> [WHAT TO PRODUCE]:
Please reproduce the entries below exactly, leaving the pictures out.

> [Stored data entries]:
★ ★ ★ ★

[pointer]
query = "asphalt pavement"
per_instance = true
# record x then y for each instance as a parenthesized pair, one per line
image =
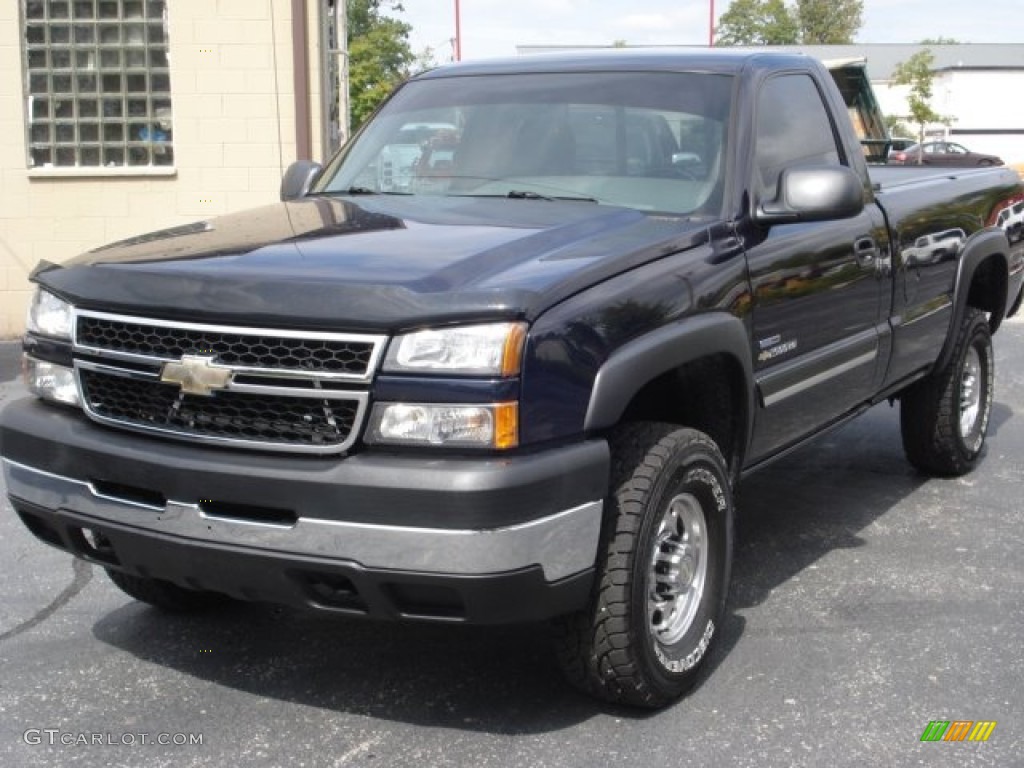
(867, 601)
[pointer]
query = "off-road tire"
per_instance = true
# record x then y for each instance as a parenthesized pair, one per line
(944, 418)
(164, 595)
(646, 635)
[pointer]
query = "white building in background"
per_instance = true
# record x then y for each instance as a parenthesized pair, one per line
(119, 117)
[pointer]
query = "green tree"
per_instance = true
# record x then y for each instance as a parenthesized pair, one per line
(379, 54)
(757, 23)
(916, 74)
(828, 22)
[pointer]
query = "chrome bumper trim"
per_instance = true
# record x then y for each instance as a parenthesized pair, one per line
(562, 544)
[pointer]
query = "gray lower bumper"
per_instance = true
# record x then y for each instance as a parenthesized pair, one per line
(561, 544)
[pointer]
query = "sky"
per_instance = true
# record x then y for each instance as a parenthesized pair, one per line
(495, 28)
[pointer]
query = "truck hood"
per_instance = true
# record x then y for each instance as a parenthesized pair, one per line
(382, 263)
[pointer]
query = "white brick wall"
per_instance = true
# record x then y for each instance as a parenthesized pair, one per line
(232, 96)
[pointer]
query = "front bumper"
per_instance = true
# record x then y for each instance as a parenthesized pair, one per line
(484, 540)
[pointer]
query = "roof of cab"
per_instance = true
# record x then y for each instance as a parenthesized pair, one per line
(721, 60)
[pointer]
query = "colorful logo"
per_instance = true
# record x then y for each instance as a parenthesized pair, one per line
(958, 730)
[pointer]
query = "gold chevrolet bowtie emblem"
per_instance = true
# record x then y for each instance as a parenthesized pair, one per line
(197, 375)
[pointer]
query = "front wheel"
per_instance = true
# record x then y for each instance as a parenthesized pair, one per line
(944, 418)
(664, 571)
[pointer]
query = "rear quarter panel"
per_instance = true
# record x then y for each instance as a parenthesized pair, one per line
(943, 223)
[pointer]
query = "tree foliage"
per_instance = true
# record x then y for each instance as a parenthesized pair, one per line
(916, 74)
(828, 22)
(758, 23)
(774, 23)
(379, 54)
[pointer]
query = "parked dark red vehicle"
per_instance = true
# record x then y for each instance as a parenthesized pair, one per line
(942, 153)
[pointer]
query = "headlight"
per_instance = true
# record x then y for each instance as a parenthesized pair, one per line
(50, 381)
(495, 426)
(494, 349)
(49, 315)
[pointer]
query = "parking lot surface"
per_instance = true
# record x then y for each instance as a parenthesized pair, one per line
(867, 601)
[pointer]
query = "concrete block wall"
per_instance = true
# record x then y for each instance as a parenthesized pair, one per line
(233, 113)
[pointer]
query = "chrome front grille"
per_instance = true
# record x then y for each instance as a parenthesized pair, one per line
(283, 390)
(246, 348)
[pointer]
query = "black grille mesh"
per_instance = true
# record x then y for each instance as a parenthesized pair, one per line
(286, 421)
(281, 352)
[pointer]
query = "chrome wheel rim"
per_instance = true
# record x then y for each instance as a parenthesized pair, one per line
(678, 569)
(971, 388)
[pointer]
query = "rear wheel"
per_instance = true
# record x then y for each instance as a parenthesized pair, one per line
(664, 571)
(944, 418)
(165, 595)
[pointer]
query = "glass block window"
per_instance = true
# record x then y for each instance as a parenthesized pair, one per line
(97, 83)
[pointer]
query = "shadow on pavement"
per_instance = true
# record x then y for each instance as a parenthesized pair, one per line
(505, 680)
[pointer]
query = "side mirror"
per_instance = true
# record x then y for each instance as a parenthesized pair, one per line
(298, 178)
(814, 194)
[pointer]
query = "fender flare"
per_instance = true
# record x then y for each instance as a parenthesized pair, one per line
(637, 363)
(984, 245)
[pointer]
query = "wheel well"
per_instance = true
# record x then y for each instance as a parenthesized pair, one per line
(988, 289)
(706, 394)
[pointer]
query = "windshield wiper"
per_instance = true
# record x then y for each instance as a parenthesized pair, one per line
(361, 190)
(526, 195)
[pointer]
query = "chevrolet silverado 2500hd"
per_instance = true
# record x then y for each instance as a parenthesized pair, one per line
(513, 370)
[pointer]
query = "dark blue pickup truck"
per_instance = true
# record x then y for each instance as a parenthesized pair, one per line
(507, 355)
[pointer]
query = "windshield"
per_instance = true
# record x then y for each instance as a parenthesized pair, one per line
(652, 141)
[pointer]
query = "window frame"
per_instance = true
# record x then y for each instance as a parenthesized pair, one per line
(70, 49)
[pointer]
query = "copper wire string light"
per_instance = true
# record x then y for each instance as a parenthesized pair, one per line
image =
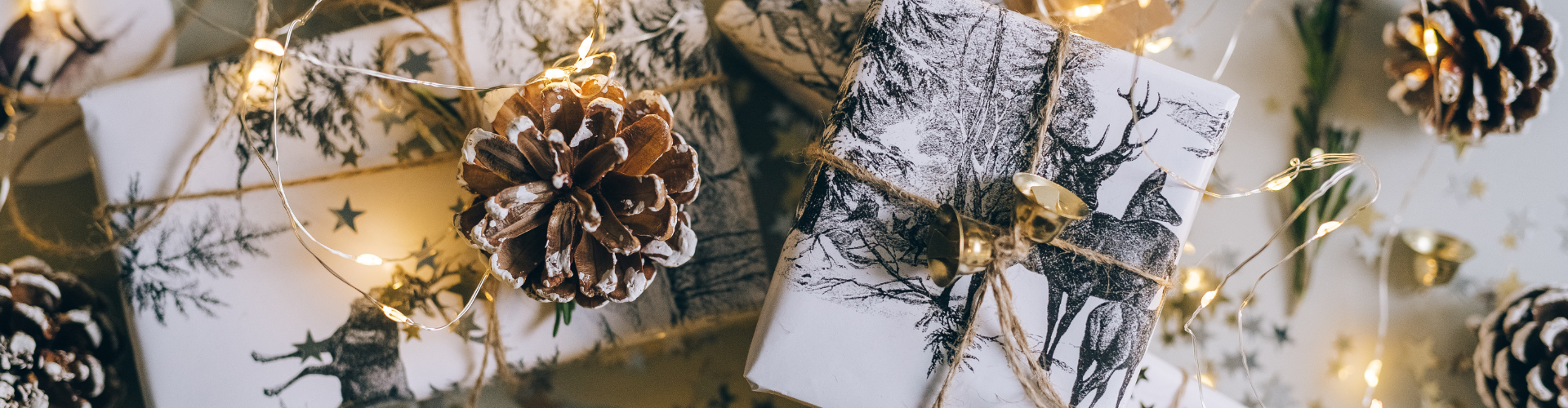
(270, 78)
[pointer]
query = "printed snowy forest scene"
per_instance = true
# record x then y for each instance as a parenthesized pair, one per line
(944, 101)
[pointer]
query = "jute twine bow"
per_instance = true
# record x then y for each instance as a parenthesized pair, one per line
(1010, 248)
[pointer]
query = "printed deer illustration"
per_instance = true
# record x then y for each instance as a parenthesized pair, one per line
(1137, 239)
(366, 358)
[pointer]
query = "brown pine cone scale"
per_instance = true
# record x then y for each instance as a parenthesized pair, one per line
(581, 192)
(56, 341)
(1493, 63)
(1523, 355)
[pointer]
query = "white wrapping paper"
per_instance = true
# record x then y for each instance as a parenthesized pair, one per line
(942, 101)
(231, 311)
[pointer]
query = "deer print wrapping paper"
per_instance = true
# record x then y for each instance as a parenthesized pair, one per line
(802, 47)
(229, 309)
(942, 101)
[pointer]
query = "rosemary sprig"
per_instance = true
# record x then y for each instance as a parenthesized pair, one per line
(1319, 25)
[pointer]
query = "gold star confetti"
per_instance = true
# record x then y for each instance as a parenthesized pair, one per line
(1421, 358)
(1508, 286)
(1271, 105)
(1477, 188)
(412, 331)
(1366, 219)
(1510, 241)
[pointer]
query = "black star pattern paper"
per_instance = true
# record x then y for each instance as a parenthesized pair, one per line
(416, 63)
(311, 347)
(345, 217)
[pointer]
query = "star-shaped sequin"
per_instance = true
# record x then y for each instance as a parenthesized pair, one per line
(388, 118)
(345, 217)
(311, 347)
(416, 63)
(425, 255)
(352, 157)
(1237, 361)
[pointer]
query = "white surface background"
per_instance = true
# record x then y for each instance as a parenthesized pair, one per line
(1521, 184)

★ ★ ★ ★

> [EXPECTED ANSWER]:
[pointer]
query = "asphalt pavement"
per_instance = true
# record x then y for each instance as a parenthesized pair, one per line
image =
(867, 601)
[pointer]
query = "off-road tire"
per_instance = true
# record x then y for each instance as a parenthesized pair, one per line
(944, 418)
(164, 595)
(646, 635)
[pointer]
query = "white building in background"
per_instance = true
# record x then y for each instance as a parenthesized pair, one per line
(119, 117)
[pointer]
query = "green tree"
per_instance = true
# record x then y for each instance as a parenthesized pair, one per line
(379, 54)
(757, 23)
(916, 74)
(828, 22)
[pointer]
query = "chrome bumper trim"
per_instance = true
# record x then y for each instance as a parenthesized pair, one per line
(562, 544)
[pointer]
query = "gray lower bumper"
per_instance = true
# record x then y for each instance as a parenthesized pair, one per line
(561, 544)
[pointer]
query = "sky"
per_instance = true
# record x then y for each instance as a parenthesized pair, one per line
(495, 28)
[pointer]
query = "truck hood"
per_instance = true
# record x then y for each instance as a parenthesized pair, one per line
(382, 263)
[pointer]
query = "white brick wall"
per_instance = true
# record x then y for each instance as a parenthesized pair, one per line
(232, 96)
[pointer]
query = "front bumper"
per_instance = true
# record x then y for each instance as a parenthesized pair, one per line
(484, 540)
[pointer]
query = "roof of cab"
per_instance = true
# record x then y for each instance as a parenthesized pair, one per line
(721, 60)
[pointer]
query = "colorful logo"
per_instance = true
# record x then y for each instance as a parenthesized pair, one per line
(958, 730)
[pointer]
query = "gold chevrolet bowtie emblem"
per_instance = true
# record x then y for each instance as a parenthesized pair, one per line
(197, 375)
[pointer]
query = "front wheel"
per_instance = true
# record x then y for each instance as a parenthesized pair, one per line
(944, 418)
(664, 571)
[pointer]
query = "rear quarter panel"
per_instance = true
# record x then y for each instance as a parenthesized pair, one per line
(943, 223)
[pointer]
query = "tree foliage"
per_instance = true
# record x then y for each instance as a parenthesized pair, one per line
(916, 74)
(828, 22)
(758, 23)
(774, 23)
(379, 54)
[pointer]
query = "parked dark red vehicle"
per_instance = true
# record x then y for each instance as a parenthesized pair, one per line
(942, 153)
[pointer]
query = "headlight"
per_instance = true
# record x then y for each instance as a parenthesized pair, one per line
(50, 381)
(495, 426)
(494, 349)
(49, 315)
[pointer]
query = "parking lot surface"
per_instance = true
# record x then y for each instance as a parenthesized pair, one per line
(867, 601)
[pointer]
query = "concrete block wall"
per_instance = true
# record x then y for each instance as a parenthesized pair, one per line
(233, 113)
[pointer]
query = "chrome front grille"
per_instance = true
# record x then y for each instance as a parenthesized pair, one per line
(283, 390)
(246, 348)
[pointer]
query = "black grille mesh"
per_instance = true
# record x then y for each instance as a parenthesized pair, one per line
(286, 421)
(281, 352)
[pointer]
query = "chrome wheel rim"
per_instance = true
# record x then y for each instance as a parenthesized pair, one per line
(678, 569)
(971, 388)
[pointer]
query = "rear wheel"
per_instance = true
# record x then y for each instance as a parenthesized pair, one per line
(664, 571)
(944, 418)
(165, 595)
[pointer]
query = "glass block window"
per_instance = true
# record x then y for each instance as a parenthesized pair, one per line
(97, 83)
[pointer]
query = "shadow on pavement"
per_instance = true
# record x then y for each instance as a parenthesized pair, one per line
(505, 680)
[pointer]
query = "side mirror"
per_instance = true
# record x then y for each instance as a parenthesized pair, one per line
(298, 178)
(814, 194)
[pointer]
query = "fender flare"
per_instance = true
# record x then y for each instance as a parenthesized pair, one per line
(637, 363)
(984, 245)
[pointer]
query = "wheel well"
per_instance = true
# record x then y for each instance as a parenthesized pair, one per line
(988, 289)
(706, 394)
[pointer]
query = "windshield wiper"
per_instance = true
# record x then y for each instance as a parenthesized pair, one per line
(361, 190)
(526, 195)
[pointer]
query = "chevrolet silverado 2500hd"
per_instance = true
# record x then y for each instance as a parenthesized pair, one per line
(513, 370)
[pointer]
query = "dark blue pickup truck"
per_instance = true
# record x then y for each instance as a parenthesized pair, one per line
(507, 355)
[pointer]
query = "windshield"
per_instance = true
# record x then y for each instance as a parenthesized pair, one per line
(652, 141)
[pointer]
query = "window frame"
per_instance = true
# record x then y for each instance as a parenthesized pair, one per line
(70, 49)
[pointer]
query = "copper wire string light"
per_instance = true
# record x then y for each instance as a parenthesized pair, one per line
image =
(270, 78)
[pointer]
query = "printed snowy forest scene"
per_instance = true
# record x then y for each instance as a parenthesized pair, one per line
(944, 101)
[pointer]
query = "jute twine bow"
per_instance = true
# record x then y for each instance as a parenthesized pair, one per line
(1010, 248)
[pointer]
query = "printed deer illustration"
per_instance = true
# record x then y for each instance as a parenthesized pair, one per line
(1137, 239)
(366, 358)
[pointer]
query = "brown pine cone scale"
per_instance = true
# record x then y for each instance as a parenthesized pair, one per line
(581, 192)
(56, 341)
(1493, 63)
(1523, 355)
[pointer]
query = "white wrapping paper"
per_instance = true
# record x then y for each instance as a parenthesized pair, one per line
(942, 101)
(231, 311)
[pointer]
query = "deer print wrapping paper"
per_instance = true
# record x then y for each instance as a parenthesized pair, one per line
(802, 47)
(229, 309)
(942, 101)
[pointer]
query = "rosemary sprig"
per_instance = true
# record x then y for each instance as a parenthesized pair, one per line
(1319, 25)
[pointer]
query = "gold star confetti"
per_instance = true
# record x then y for each instance as a parenthesized pair, one per line
(1421, 358)
(1508, 286)
(1271, 105)
(1477, 188)
(412, 331)
(1366, 219)
(1510, 241)
[pointer]
query = "black star pattern paper"
per_instance = true
# record x then y for each instance as a parenthesized pair, one per line
(416, 63)
(311, 347)
(345, 217)
[pointer]
query = "star-shaped sequin"
per_instance = true
# record x then y for each instance as a parenthesized pair, one per line
(388, 118)
(345, 217)
(311, 347)
(416, 63)
(425, 255)
(352, 157)
(1237, 361)
[pointer]
query = "white surface background"
per_instance = true
# record x then y for each instance as a parenthesized pair, one per line
(1521, 184)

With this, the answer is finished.